■ **Compito A**:
Rispondi a queste domande sul testo in esame:
(i) Secondo Massimo Firpo, come vengono ridicolizzate le élites contro cui si scaglia la volontà popolare?
(ii) Qual è il titolo del libro segnalato da Firpo?
(iii) Quale fascia d'età risulta la più analfabeta in campo storico?
■ **Compito B**:
Continua il testo in esame sull'ignoranza storica degli adulti italiani, scrivendo il paragrafo che viene dopo l'ultima frase.
[Testo in esame]
3) Massimo Firpo mette in evidenza la deriva autoritaria di molte presunte democrazie, in grado di manipolare largamente il consenso di massa per infrangere le regole che costituiscono l’anima stessa della democrazia. Domina la suprema istanza della volontà popolare a cui si attribuisce il diritto di scagliarsi contro ogni élites, ridicolizzate come frutto parassitario del privilegio sociale e dell’arroganza culturale, facendo così riemergere pulsioni autoritarie intorno a leader più o meno carismatici.
Trovo questi tre momenti intimamente connessi. A farne una sintesi generativa (da dove nasce tutto questo?) ci pensa un libro che di recente ha colpito la mia attenzione, segnalato dallo stesso Firpo: “Che storia è questa. Gli adulti e il passato”, indagine sulla conoscenza della storia da parte degli adulti italiani, strutturato intorno a interviste organizzate sulla base di un questionario volto ad accertare le competenze storiche di un campione articolato in differenti fasce d’età (da 20-29, fino a oltre 79) con diversi titoli di studio, ricco di un cospicuo numero di laureati. Ne esce un quadro di un’ignoranza sconcertante anche sui temi più prossimi all’oggi. Più che risposte a quesiti, molte sembrano barzellette (il Rinascimento che coincide con la Belle Époque , le leggi razziali del ’38 emanate contro i musulmani, la II Guerra mondiale in cui l’Italia figura tra i vincitori e la Russia tra i vinti…), ma al di là delle innumerevoli baggianate, il dato più significativo è che la fascia d’età più analfabeta in campo storico è quella più giovane, dunque la più vicina alle memorie scolastiche (per giunta dotati di laurea magistrale in discipline umanistiche!). È francamente difficile da credere che studenti universitari e laureati datino l’unità d’Italia al 1601 o al 1950, eppure è precisamente ciò che risulta appena si abbia il coraggio di grattare la superficie del “pezzo di carta” - che non si può più negare a nessuno. E con ciò è ancor meglio delineato il problema dell’analfabetismo di ritorno, che diventa perfino improprio definire “di ritorno”, se anche i laureati esercitano identico analfabetismo degli analfabeti.
[/Testo in esame]
[Righe fornite]
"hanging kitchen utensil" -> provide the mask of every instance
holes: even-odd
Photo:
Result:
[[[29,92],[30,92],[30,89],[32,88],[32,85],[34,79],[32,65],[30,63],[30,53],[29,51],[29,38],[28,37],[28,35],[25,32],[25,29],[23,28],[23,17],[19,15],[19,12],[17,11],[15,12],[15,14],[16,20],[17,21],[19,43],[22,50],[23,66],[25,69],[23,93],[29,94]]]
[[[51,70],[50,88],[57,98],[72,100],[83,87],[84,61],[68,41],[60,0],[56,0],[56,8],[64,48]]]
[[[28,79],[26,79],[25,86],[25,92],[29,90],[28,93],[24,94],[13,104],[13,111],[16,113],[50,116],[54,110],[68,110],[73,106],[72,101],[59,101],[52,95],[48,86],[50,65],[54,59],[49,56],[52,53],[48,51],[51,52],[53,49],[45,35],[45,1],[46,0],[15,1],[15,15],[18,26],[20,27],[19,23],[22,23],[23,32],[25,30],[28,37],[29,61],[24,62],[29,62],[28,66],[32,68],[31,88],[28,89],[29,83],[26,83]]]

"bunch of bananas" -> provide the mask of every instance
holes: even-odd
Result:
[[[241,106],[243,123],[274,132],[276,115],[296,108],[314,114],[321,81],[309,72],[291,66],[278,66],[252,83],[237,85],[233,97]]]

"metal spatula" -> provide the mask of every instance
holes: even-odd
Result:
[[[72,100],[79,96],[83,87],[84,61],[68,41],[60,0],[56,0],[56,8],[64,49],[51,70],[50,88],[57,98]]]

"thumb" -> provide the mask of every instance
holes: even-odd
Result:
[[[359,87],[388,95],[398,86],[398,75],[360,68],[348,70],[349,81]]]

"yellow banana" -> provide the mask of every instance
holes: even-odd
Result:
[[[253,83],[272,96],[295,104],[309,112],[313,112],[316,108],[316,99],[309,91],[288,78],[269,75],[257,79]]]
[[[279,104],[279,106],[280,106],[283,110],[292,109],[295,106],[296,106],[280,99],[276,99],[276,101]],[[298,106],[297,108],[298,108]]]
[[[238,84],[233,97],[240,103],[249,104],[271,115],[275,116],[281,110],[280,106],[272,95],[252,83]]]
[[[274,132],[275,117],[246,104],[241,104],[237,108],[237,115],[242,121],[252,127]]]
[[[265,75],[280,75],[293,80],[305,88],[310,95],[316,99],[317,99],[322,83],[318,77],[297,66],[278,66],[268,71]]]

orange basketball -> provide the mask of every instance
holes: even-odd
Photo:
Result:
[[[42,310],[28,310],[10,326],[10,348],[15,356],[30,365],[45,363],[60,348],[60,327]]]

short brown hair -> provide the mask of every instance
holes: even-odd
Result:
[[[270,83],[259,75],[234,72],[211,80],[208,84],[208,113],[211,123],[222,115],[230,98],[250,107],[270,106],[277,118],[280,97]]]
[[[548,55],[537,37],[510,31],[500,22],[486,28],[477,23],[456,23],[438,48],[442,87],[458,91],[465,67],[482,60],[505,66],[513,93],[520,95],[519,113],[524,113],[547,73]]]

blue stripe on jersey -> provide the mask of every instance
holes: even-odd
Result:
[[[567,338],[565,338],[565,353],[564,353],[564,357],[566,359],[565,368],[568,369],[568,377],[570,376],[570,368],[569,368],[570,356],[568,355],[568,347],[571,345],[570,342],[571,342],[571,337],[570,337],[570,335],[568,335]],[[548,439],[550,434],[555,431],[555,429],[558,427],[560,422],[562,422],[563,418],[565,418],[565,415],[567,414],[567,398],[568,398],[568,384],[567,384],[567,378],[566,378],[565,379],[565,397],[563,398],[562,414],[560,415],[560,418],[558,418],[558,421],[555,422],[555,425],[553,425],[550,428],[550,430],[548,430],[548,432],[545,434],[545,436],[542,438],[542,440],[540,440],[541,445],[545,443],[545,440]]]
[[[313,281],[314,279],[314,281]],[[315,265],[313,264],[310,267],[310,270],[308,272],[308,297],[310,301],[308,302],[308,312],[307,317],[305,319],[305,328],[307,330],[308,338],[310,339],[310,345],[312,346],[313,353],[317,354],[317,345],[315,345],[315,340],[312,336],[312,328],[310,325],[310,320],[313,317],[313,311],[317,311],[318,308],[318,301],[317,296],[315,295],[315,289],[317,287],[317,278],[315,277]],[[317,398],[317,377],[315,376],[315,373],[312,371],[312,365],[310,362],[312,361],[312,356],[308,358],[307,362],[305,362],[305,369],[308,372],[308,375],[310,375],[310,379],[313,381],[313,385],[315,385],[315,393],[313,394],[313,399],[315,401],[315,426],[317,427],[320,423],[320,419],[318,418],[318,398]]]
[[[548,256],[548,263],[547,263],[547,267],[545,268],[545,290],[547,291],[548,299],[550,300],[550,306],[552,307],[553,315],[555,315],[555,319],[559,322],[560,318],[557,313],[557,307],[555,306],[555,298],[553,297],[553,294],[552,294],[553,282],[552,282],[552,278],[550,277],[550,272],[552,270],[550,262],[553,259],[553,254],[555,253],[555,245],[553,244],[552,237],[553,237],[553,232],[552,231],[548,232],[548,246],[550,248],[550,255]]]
[/Righe fornite]
■ **La tua risposta A**:
(i) Come frutto parassitario del privilegio sociale e dell'arroganza culturale.
(ii) "Che storia è questa. Gli adulti e il passato".
(iii) La fascia più giovane, quella più vicina alle memorie scolastiche.

■ **La tua risposta B**:
La storia è il sapere più vicino alla politica, se non proprio costitutivo della politica, fin da quando Tucidide rifletteva sullo scontro tra Sparta e Atene e Machiavelli scriveva Il Principe dopo essersi immerso nella lettura degli antichi. Non occorre nemmeno rifarsi al più grande dei preveggenti, Giacomo Leopardi, che sconfessando l’epoca dei lumi e lo scientismo imperante esortava con forza a guardare al passato, ricordando che senza il passato non c’è futuro (“il passato è capace di fornire una anamnesi del presente e perciò una terapia per il futuro”).
Con ciò il discorso ritorna al punto numero 2, alle élites e alla selezione di un ceto politico in grado di affrontare i problemi generali con competenza e consapevolezza della loro complessità: senza un percorso formativo serio non avremo mai più speranza di poter allevare futuri rappresentanti migliori del popolo che dovrebbero rappresentare. Un popolo che nel suo insieme è stupido, si trova costretto, volente o nolente, a esaltare, e a portare al successo, degli stupidi almeno quanto loro. Non foss’altro per un naturale, primario, e paradossalmente darwiniano principio di sopravvivenza. Oserei dire di “identificazione”, visti i tempi.